**** Records for this task ****

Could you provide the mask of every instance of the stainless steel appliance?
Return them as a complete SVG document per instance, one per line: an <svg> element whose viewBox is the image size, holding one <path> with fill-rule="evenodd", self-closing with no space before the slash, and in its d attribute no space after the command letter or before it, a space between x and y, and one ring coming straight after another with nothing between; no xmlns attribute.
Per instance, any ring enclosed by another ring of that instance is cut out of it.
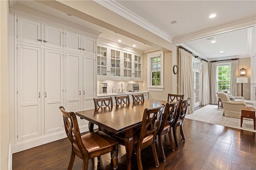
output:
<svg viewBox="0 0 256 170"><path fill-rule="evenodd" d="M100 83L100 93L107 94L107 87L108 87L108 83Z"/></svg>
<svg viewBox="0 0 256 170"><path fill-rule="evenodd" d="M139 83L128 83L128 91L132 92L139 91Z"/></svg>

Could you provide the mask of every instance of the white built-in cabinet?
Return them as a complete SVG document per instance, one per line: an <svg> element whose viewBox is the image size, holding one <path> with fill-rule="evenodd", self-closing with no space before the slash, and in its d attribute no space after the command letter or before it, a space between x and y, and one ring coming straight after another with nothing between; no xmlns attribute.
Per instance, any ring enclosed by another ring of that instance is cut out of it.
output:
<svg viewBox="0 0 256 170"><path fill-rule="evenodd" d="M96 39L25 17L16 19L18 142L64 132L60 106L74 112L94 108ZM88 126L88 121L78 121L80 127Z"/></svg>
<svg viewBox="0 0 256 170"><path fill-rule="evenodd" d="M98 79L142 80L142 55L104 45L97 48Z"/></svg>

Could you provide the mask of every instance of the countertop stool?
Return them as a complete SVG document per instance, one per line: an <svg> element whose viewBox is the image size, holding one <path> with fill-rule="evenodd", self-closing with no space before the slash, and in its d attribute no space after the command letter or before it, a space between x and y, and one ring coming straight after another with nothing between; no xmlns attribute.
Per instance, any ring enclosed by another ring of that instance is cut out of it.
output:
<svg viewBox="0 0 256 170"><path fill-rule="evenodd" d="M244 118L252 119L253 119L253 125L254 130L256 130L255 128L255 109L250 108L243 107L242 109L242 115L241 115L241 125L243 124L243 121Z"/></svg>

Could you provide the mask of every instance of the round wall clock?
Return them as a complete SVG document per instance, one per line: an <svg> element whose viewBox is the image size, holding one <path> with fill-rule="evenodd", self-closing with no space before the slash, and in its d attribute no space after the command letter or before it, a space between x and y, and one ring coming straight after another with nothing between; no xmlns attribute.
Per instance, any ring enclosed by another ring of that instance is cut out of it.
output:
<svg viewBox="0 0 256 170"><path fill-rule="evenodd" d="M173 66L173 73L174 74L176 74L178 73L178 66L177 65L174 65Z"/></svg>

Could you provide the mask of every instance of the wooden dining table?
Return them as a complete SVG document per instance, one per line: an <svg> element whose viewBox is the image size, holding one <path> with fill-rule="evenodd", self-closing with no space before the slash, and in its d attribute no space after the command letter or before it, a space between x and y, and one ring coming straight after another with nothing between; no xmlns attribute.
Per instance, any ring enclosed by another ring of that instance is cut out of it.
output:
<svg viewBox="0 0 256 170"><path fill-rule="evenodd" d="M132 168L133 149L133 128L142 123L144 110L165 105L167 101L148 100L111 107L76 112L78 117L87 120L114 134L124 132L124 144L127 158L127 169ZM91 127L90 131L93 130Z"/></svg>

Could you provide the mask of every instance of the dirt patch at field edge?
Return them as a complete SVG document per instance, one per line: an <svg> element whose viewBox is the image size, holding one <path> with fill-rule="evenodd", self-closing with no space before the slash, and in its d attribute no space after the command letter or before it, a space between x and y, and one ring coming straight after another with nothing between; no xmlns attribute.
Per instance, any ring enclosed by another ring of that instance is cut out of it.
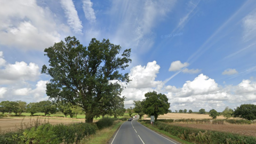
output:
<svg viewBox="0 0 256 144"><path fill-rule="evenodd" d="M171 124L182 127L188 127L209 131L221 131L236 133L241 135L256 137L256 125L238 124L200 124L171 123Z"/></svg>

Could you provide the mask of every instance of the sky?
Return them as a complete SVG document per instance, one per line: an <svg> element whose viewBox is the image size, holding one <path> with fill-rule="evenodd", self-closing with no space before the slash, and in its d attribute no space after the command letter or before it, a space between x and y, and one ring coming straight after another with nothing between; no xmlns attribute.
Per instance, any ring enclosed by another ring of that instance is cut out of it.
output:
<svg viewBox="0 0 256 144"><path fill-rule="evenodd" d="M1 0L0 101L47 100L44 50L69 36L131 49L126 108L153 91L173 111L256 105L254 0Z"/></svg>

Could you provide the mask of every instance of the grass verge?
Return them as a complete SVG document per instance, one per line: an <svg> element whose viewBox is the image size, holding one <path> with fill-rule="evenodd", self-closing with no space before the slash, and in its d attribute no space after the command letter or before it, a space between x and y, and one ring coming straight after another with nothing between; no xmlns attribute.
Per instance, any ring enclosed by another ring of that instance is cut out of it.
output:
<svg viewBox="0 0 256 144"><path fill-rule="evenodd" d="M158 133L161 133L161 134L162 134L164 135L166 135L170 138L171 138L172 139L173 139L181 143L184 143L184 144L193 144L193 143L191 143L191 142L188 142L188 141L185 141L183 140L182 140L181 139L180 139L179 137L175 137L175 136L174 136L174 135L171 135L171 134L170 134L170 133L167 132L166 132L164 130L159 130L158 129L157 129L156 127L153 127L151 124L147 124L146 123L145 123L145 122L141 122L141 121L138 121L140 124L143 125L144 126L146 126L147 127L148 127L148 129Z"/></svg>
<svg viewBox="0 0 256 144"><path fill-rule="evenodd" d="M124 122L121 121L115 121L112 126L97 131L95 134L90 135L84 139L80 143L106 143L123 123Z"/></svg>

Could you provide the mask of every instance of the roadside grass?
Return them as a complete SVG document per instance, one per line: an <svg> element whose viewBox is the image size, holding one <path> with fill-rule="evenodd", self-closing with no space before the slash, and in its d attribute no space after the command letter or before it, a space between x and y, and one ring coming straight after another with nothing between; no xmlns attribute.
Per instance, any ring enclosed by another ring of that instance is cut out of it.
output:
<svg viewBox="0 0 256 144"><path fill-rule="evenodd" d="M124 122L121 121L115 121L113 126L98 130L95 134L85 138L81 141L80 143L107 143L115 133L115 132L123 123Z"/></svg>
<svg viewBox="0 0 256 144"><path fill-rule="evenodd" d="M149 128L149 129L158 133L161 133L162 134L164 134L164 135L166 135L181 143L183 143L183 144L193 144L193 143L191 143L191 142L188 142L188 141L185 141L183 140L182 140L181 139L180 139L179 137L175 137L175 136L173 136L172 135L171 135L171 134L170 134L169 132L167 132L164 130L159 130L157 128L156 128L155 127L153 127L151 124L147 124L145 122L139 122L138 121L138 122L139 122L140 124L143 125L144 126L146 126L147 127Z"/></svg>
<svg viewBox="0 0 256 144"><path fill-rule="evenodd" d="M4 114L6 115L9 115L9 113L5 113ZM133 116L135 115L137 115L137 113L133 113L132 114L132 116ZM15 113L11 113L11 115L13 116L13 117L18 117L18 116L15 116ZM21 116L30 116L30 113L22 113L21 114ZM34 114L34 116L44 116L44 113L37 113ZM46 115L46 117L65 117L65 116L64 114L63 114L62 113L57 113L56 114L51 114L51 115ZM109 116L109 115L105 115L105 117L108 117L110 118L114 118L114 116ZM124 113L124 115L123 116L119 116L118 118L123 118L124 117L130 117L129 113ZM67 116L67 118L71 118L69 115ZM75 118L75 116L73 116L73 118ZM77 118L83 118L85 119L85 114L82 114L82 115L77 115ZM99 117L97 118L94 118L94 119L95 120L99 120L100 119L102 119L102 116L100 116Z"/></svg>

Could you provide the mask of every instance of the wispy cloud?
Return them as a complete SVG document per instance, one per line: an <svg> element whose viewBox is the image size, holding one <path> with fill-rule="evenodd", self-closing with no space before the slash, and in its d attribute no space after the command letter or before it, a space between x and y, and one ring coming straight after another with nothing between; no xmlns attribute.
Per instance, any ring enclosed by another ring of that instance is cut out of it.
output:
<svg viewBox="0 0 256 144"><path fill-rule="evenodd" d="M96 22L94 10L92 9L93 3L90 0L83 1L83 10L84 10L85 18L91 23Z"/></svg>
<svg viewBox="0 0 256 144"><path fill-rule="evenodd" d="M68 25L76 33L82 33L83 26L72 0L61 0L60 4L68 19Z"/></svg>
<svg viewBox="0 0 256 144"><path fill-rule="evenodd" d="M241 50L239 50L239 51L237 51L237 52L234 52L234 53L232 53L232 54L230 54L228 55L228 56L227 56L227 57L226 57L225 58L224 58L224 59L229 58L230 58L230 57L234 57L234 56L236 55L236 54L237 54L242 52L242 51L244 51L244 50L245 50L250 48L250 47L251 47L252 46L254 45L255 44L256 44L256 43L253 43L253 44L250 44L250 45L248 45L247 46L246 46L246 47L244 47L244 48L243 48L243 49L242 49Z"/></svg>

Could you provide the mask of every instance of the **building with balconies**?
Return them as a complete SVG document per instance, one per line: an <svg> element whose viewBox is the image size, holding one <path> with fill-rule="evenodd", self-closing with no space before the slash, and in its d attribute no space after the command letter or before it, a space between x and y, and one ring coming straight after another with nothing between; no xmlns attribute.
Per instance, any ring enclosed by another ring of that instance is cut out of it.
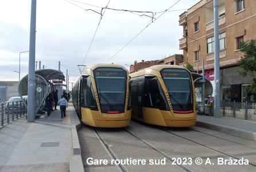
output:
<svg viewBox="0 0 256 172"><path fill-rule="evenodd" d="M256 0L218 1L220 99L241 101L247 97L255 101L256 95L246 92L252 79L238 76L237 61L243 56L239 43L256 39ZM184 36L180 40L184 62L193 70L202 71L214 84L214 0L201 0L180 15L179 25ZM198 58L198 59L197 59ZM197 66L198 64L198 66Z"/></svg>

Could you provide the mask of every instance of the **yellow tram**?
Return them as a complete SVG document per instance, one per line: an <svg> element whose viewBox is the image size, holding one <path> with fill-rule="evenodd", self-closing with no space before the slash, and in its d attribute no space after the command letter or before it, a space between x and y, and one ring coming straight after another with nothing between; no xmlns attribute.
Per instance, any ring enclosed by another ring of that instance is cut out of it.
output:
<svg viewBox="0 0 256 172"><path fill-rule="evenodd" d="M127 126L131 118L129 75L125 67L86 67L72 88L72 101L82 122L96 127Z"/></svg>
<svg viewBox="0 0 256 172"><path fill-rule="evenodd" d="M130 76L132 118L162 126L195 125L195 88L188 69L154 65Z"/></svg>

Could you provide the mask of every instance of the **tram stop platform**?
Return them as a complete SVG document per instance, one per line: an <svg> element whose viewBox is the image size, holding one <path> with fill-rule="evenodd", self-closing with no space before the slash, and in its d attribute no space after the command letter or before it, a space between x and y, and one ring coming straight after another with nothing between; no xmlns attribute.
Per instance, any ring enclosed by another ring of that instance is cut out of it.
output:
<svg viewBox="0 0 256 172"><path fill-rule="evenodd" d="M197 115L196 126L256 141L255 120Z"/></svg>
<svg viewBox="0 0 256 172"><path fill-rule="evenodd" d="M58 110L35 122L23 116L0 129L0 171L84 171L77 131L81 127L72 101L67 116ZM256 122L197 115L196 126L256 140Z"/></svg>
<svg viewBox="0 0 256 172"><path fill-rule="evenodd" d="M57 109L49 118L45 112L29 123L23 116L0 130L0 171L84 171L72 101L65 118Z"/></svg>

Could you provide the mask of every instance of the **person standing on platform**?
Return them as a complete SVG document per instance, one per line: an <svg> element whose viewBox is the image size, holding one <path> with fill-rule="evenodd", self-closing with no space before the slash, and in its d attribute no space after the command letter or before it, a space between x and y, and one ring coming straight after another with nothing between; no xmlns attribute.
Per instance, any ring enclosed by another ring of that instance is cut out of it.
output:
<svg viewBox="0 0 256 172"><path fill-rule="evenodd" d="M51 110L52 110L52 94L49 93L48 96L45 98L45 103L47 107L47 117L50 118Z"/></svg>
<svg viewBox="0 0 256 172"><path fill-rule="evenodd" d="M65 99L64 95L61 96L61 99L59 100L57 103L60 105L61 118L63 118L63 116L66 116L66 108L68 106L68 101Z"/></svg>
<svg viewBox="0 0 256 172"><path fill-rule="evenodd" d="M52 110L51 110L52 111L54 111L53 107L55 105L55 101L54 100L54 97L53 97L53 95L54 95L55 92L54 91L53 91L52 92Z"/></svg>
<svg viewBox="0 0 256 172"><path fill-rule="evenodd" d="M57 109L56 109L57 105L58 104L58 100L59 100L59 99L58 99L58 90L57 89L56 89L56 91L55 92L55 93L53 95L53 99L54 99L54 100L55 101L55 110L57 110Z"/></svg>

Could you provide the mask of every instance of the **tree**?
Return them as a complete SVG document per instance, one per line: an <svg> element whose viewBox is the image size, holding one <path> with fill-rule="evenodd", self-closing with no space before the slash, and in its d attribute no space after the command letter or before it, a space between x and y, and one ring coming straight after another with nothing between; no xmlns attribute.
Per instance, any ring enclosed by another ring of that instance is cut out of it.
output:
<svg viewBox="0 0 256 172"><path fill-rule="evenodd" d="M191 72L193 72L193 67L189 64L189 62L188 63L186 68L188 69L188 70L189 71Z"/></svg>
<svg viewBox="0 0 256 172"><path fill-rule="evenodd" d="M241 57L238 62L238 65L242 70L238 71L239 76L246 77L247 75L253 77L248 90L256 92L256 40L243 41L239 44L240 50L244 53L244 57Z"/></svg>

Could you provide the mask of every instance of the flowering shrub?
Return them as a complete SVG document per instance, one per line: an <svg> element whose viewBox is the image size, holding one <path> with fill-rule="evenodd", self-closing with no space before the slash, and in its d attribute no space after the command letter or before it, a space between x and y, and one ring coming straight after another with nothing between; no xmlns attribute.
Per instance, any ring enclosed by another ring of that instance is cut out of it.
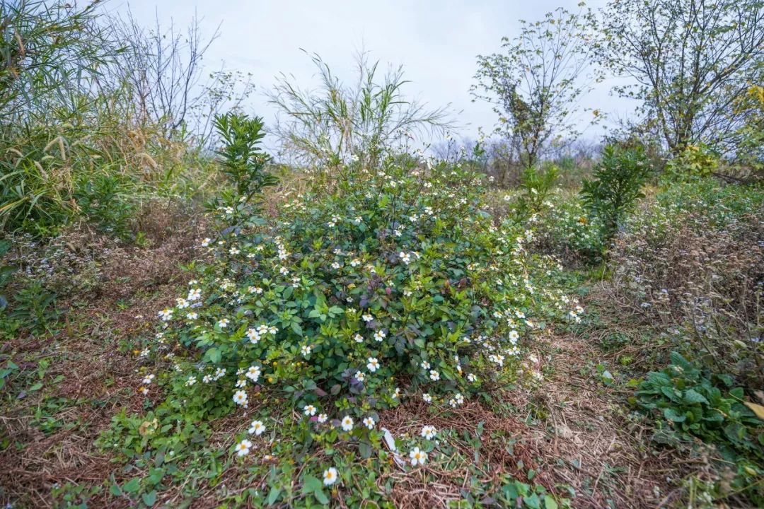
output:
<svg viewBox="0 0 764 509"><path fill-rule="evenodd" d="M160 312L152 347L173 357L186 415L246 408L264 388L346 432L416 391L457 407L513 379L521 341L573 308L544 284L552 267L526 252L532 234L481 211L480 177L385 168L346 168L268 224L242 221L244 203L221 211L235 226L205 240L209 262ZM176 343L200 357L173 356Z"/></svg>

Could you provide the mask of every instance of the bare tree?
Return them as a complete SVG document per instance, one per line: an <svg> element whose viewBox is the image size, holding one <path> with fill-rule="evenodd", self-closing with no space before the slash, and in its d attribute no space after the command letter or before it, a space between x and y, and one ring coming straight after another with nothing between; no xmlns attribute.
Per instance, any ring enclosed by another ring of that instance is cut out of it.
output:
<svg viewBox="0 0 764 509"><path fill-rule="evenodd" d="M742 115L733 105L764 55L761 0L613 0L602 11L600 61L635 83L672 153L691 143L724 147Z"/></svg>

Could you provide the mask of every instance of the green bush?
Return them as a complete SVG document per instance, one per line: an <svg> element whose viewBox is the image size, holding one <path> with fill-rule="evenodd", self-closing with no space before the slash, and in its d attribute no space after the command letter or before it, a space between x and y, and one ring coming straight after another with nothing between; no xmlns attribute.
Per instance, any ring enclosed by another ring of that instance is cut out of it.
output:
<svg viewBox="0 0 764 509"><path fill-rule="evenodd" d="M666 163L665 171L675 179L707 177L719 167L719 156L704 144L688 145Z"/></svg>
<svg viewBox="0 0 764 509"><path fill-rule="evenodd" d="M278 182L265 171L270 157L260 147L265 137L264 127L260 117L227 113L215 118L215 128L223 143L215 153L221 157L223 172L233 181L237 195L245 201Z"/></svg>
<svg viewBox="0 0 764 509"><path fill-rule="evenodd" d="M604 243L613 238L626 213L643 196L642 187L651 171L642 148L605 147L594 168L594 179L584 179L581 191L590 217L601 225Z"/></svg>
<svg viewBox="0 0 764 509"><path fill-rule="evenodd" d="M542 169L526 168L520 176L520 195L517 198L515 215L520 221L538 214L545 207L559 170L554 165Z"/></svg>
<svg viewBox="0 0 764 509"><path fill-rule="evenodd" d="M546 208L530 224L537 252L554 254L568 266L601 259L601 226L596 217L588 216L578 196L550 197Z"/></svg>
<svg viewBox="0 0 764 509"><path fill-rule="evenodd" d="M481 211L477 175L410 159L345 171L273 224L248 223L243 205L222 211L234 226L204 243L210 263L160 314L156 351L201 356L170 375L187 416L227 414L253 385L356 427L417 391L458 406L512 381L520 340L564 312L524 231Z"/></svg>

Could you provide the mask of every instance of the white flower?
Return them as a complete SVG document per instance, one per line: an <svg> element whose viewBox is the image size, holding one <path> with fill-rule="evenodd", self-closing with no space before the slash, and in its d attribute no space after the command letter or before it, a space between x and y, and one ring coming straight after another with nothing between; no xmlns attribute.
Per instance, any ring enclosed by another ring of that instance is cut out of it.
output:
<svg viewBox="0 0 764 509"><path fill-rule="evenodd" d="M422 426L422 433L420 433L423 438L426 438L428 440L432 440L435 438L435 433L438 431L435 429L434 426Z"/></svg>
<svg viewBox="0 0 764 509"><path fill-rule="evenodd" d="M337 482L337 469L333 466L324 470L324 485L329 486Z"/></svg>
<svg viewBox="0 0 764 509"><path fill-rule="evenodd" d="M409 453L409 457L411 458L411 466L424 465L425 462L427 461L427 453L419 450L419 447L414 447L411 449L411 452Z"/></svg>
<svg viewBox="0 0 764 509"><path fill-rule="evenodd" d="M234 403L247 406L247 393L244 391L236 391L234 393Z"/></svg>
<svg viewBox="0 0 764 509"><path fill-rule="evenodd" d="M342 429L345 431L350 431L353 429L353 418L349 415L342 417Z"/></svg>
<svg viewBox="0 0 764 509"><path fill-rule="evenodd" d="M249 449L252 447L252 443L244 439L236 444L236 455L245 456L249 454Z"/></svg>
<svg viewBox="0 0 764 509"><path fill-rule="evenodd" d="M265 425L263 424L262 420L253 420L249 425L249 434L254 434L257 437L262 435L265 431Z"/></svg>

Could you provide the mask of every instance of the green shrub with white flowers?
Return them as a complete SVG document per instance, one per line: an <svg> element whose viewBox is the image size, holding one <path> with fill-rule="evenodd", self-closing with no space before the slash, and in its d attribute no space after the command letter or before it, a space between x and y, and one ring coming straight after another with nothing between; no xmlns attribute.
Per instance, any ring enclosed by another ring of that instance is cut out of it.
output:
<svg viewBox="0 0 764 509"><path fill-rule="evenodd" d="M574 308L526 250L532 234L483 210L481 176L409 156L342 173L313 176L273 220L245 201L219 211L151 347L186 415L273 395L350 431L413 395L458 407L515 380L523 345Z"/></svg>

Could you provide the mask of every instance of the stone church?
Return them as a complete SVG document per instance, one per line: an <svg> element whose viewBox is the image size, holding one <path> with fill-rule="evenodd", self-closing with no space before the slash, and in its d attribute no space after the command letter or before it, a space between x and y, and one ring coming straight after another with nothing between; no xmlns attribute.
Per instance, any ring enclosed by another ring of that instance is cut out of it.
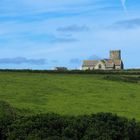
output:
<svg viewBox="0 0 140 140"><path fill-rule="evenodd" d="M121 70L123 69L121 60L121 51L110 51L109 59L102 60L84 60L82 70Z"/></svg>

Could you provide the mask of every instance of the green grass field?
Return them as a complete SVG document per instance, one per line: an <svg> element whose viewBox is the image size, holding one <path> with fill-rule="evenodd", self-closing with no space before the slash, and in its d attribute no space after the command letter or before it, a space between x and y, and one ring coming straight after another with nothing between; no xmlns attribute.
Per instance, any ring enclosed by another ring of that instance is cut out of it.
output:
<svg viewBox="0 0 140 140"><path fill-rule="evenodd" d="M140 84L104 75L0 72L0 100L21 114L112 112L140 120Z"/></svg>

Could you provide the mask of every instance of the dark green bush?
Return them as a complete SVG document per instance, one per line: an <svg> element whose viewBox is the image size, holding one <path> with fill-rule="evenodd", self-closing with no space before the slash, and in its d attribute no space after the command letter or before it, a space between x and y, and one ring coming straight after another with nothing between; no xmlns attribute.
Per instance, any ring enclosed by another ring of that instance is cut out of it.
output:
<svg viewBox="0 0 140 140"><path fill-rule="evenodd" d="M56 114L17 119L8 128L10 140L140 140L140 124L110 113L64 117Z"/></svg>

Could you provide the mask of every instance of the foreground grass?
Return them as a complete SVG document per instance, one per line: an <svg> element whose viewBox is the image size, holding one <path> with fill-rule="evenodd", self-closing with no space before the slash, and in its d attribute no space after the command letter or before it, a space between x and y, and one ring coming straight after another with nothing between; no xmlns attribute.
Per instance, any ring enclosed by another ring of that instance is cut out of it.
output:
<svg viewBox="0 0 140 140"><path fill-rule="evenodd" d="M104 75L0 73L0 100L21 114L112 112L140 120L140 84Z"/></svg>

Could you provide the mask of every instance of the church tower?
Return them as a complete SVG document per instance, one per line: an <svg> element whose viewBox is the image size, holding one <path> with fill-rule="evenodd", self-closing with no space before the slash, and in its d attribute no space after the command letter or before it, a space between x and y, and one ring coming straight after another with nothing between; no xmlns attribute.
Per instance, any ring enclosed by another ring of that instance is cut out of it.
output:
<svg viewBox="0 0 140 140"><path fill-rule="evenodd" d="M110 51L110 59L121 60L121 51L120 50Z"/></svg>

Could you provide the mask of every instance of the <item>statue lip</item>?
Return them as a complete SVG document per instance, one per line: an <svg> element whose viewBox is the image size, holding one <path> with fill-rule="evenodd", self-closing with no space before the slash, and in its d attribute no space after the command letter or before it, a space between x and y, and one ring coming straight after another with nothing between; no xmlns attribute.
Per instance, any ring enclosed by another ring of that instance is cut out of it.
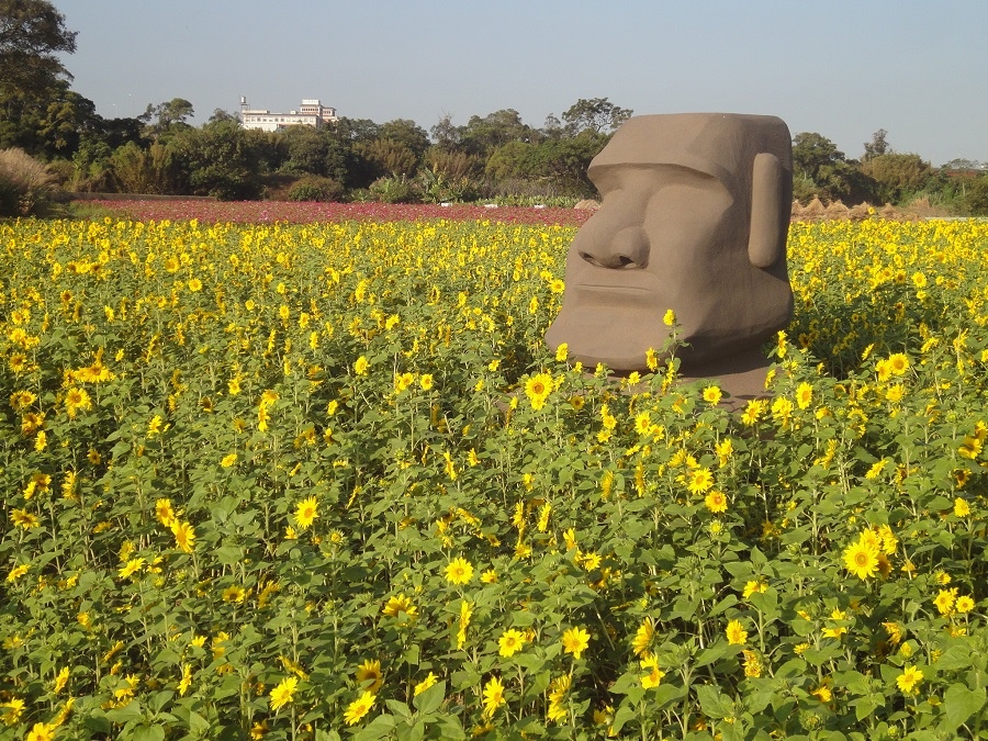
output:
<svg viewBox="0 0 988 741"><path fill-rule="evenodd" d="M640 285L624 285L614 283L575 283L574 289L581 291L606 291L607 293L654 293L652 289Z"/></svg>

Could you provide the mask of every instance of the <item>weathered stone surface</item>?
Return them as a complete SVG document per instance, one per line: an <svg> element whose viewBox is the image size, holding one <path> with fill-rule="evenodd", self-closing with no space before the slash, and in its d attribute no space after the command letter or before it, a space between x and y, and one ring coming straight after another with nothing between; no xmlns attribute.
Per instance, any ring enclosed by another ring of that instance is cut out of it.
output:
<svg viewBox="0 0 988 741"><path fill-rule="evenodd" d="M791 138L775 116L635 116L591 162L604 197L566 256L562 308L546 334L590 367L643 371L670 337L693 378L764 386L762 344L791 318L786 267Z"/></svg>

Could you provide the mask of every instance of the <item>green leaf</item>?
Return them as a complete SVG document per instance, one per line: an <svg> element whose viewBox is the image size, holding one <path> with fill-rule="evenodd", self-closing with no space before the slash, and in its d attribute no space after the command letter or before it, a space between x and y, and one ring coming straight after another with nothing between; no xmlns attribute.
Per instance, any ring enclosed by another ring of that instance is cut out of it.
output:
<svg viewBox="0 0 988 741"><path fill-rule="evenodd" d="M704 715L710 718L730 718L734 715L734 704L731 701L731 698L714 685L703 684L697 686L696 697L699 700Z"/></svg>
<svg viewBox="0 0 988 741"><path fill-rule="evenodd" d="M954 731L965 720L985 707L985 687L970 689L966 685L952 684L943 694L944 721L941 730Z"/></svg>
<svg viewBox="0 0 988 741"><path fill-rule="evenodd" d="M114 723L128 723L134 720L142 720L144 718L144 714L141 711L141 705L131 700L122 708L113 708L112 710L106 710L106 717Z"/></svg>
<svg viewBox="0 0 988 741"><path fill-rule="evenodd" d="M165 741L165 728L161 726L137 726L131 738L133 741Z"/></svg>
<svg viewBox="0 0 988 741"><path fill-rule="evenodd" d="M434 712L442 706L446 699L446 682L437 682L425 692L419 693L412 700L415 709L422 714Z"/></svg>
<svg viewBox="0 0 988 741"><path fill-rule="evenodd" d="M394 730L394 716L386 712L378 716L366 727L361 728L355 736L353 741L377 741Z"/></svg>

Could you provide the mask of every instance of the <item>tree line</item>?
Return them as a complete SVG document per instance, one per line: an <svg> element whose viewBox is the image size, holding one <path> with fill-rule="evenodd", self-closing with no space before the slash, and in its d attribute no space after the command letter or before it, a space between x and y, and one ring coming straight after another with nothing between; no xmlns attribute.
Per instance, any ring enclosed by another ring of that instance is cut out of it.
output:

****

* _Written instruction_
Find the line containing "Could you provide the mask of every instance of the <item>tree". Reproduce it exactly, along with every line after it through the last.

* _Reply to the exercise_
Could you provide the mask of every instance of the <item>tree line</item>?
Return them as a complete SVG document per instance, one per line: an <svg> element whose viewBox is the image size, holding one <path> with fill-rule="evenodd", self-closing with no space before the slash, and in its d attribute no space after the command letter or before it, a space between x and y, and one ring coming straight after another with nothing between; no xmlns attribute.
Per instance, any ring enclosed by another ring of that instance is cut out of it.
output:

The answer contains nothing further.